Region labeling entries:
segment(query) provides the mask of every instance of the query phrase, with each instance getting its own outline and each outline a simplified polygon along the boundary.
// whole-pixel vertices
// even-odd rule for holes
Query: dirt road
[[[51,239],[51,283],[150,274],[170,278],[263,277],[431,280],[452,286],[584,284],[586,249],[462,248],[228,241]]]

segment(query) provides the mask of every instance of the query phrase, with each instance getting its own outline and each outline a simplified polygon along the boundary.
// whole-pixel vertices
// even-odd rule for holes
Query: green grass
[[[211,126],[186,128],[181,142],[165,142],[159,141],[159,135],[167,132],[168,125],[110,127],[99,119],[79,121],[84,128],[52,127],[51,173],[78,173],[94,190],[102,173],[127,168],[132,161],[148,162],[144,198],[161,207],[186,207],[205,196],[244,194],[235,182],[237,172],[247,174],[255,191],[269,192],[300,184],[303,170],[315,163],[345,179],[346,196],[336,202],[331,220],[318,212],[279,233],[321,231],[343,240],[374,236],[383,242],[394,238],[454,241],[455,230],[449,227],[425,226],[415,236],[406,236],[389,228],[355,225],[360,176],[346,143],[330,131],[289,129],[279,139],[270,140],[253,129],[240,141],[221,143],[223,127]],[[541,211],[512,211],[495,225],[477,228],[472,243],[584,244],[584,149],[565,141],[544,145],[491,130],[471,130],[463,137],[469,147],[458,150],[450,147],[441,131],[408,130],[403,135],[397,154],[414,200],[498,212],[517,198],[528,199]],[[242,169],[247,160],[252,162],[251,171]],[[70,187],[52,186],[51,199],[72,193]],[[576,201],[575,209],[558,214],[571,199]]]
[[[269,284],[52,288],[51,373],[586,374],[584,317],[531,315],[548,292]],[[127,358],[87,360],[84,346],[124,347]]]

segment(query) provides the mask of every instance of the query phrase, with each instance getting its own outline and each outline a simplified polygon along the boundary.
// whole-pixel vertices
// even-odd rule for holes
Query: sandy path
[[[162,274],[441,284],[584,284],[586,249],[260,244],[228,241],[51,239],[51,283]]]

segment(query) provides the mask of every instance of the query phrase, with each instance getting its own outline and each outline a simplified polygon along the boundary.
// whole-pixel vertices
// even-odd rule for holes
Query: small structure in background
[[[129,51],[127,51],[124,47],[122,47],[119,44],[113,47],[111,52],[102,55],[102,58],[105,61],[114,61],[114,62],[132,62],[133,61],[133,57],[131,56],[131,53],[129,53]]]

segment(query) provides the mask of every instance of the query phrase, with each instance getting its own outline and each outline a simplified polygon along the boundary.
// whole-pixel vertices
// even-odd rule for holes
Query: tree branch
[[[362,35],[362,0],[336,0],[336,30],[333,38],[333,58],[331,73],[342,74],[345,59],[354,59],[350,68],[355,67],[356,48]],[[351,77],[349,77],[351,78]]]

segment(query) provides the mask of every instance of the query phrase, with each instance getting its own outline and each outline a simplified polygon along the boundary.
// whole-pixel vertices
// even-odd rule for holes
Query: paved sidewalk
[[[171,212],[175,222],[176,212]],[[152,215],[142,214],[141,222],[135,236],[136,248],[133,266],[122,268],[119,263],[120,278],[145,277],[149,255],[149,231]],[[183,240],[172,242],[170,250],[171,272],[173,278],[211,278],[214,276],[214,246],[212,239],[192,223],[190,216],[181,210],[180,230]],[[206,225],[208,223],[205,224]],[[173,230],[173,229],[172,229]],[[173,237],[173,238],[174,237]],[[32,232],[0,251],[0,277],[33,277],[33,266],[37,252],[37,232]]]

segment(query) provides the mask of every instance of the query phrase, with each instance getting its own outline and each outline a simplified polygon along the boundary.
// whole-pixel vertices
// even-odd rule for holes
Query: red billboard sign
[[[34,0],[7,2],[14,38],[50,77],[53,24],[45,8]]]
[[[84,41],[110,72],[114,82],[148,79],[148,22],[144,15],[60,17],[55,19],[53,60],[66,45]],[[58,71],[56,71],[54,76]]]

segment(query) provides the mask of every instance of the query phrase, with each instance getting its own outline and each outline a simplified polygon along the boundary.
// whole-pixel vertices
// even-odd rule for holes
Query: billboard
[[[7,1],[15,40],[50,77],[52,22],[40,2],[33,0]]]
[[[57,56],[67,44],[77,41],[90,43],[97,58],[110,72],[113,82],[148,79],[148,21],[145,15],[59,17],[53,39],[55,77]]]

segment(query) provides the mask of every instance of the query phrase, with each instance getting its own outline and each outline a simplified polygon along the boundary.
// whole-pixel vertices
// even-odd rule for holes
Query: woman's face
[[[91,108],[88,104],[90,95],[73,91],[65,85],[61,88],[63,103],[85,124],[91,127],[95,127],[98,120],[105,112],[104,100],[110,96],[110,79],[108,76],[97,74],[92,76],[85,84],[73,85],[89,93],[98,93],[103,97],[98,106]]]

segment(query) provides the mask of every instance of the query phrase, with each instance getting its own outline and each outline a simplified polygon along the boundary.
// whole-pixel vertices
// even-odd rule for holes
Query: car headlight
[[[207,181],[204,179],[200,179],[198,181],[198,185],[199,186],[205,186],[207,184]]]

THE REQUEST:
Would you write down every record again, exactly?

ANSWER TO THIS EXERCISE:
segment(query) provides the mask of every instance of the query phrase, with each instance getting its own outline and each outline a simplified polygon along the boundary.
// whole-pixel vertices
// even-odd rule for holes
Query: dirt road
[[[51,239],[51,283],[150,274],[170,278],[263,277],[431,280],[452,286],[584,284],[586,249],[462,248],[228,241]]]

segment(query) provides the mask of every instance of the query phrase, with each instance getting its own outline and each outline a simplified polygon along the boundary.
// whole-pixel vertices
// even-odd rule for holes
Query: green grass
[[[211,126],[186,128],[181,142],[165,142],[159,141],[159,135],[167,132],[168,125],[110,127],[99,119],[79,121],[84,128],[52,127],[51,173],[78,173],[94,190],[102,173],[127,168],[132,161],[148,162],[144,198],[161,207],[186,207],[205,196],[244,194],[235,182],[237,172],[247,174],[255,191],[269,192],[300,184],[303,170],[315,163],[345,179],[346,196],[336,202],[331,220],[318,212],[279,233],[321,231],[343,240],[374,236],[383,242],[394,238],[454,241],[455,230],[449,227],[425,226],[415,236],[406,236],[389,228],[355,225],[360,176],[346,143],[330,131],[289,129],[279,139],[270,140],[253,129],[240,141],[221,143],[223,127]],[[541,211],[512,211],[495,225],[477,228],[472,243],[584,244],[584,149],[565,141],[544,145],[491,130],[471,130],[463,137],[469,147],[458,150],[450,147],[441,131],[408,130],[403,135],[397,154],[414,200],[498,212],[517,198],[528,199]],[[242,169],[247,160],[252,162],[251,171]],[[70,187],[52,186],[51,199],[72,193]],[[576,201],[575,209],[558,214],[571,199]]]
[[[269,284],[52,288],[51,373],[586,374],[584,317],[531,315],[548,292]],[[127,358],[87,360],[84,346],[124,347]]]

segment(query) provides the mask of every instance of the query phrase, with each instance getting its own outline and each outline a simplified polygon along the boundary.
// whole-pixel vertices
// even-odd rule for holes
Query: sandy path
[[[162,274],[441,284],[584,284],[586,249],[260,244],[228,241],[51,239],[51,283]]]

segment(query) provides the mask of every instance of the query phrase, with each instance getting its own outline and each outline a simplified polygon along the boundary.
// whole-pixel vertices
// even-odd rule for holes
Query: small structure in background
[[[129,51],[127,51],[124,47],[122,47],[119,44],[113,47],[111,52],[102,55],[102,58],[105,61],[114,61],[114,62],[132,62],[133,61],[133,57],[131,56],[131,53],[129,53]]]

segment(query) provides the mask of every instance of the query phrase, with each instance getting its own outline and each outline a simplified polygon along the boundary.
// whole-pixel vertices
// even-odd rule for holes
Query: tree branch
[[[362,35],[362,0],[336,0],[336,30],[333,38],[333,58],[331,73],[342,74],[345,59],[354,59],[350,68],[355,67],[356,48]],[[351,77],[349,77],[351,78]]]

segment(query) provides the mask of every instance of the query phrase, with each instance getting its own outline and each outline a simplified polygon along the boundary.
// whole-pixel vertices
// even-odd rule for holes
Query: paved sidewalk
[[[171,212],[175,222],[176,212]],[[152,215],[142,214],[141,222],[135,236],[136,248],[133,266],[122,268],[119,263],[120,278],[145,277],[149,255],[149,231]],[[183,240],[172,242],[170,250],[171,272],[173,278],[211,278],[214,276],[214,246],[212,239],[192,223],[190,216],[181,210],[180,230]],[[206,225],[208,223],[205,224]],[[173,230],[173,229],[172,229]],[[173,237],[173,238],[174,237]],[[32,232],[0,251],[0,277],[33,277],[33,266],[37,252],[37,232]]]

segment(query) provides the mask of every instance of the query phrase, with each instance getting its own outline and each outline a simplified polygon along the boundary.
// whole-pixel vertices
// even-odd rule for holes
Query: red billboard sign
[[[34,0],[7,2],[14,38],[50,77],[53,24],[45,8]]]
[[[84,41],[110,72],[114,82],[148,79],[148,22],[144,15],[60,17],[55,19],[53,60],[66,45]],[[58,71],[56,71],[54,76]]]

segment(query) provides the mask of every instance of the query phrase, with each instance getting its own outline and each outline a simplified polygon along the boundary.
// whole-pixel vertices
// even-odd rule for holes
Query: billboard
[[[7,1],[15,40],[50,77],[52,22],[40,2],[33,0]]]
[[[57,56],[67,44],[77,41],[90,43],[97,58],[110,72],[113,82],[148,79],[148,21],[145,15],[59,17],[53,39],[55,77]]]

segment(query) provides the mask of every instance of the query phrase, with each instance getting its own outline and each outline a simplified polygon along the boundary.
// whole-pixel vertices
// even-odd rule for holes
Query: woman's face
[[[91,108],[88,104],[90,95],[73,91],[65,85],[61,88],[63,103],[85,124],[91,127],[95,127],[98,120],[105,112],[104,100],[110,96],[110,79],[108,76],[97,74],[92,76],[85,84],[73,85],[89,93],[98,93],[103,97],[98,106]]]

segment(query) provides the mask of every instance of the query phrase, with each instance getting its own outline and each outline a simplified polygon along the boundary.
// whole-pixel vertices
// even-odd rule for holes
Query: car headlight
[[[207,181],[204,179],[200,179],[198,181],[198,185],[199,186],[205,186],[207,184]]]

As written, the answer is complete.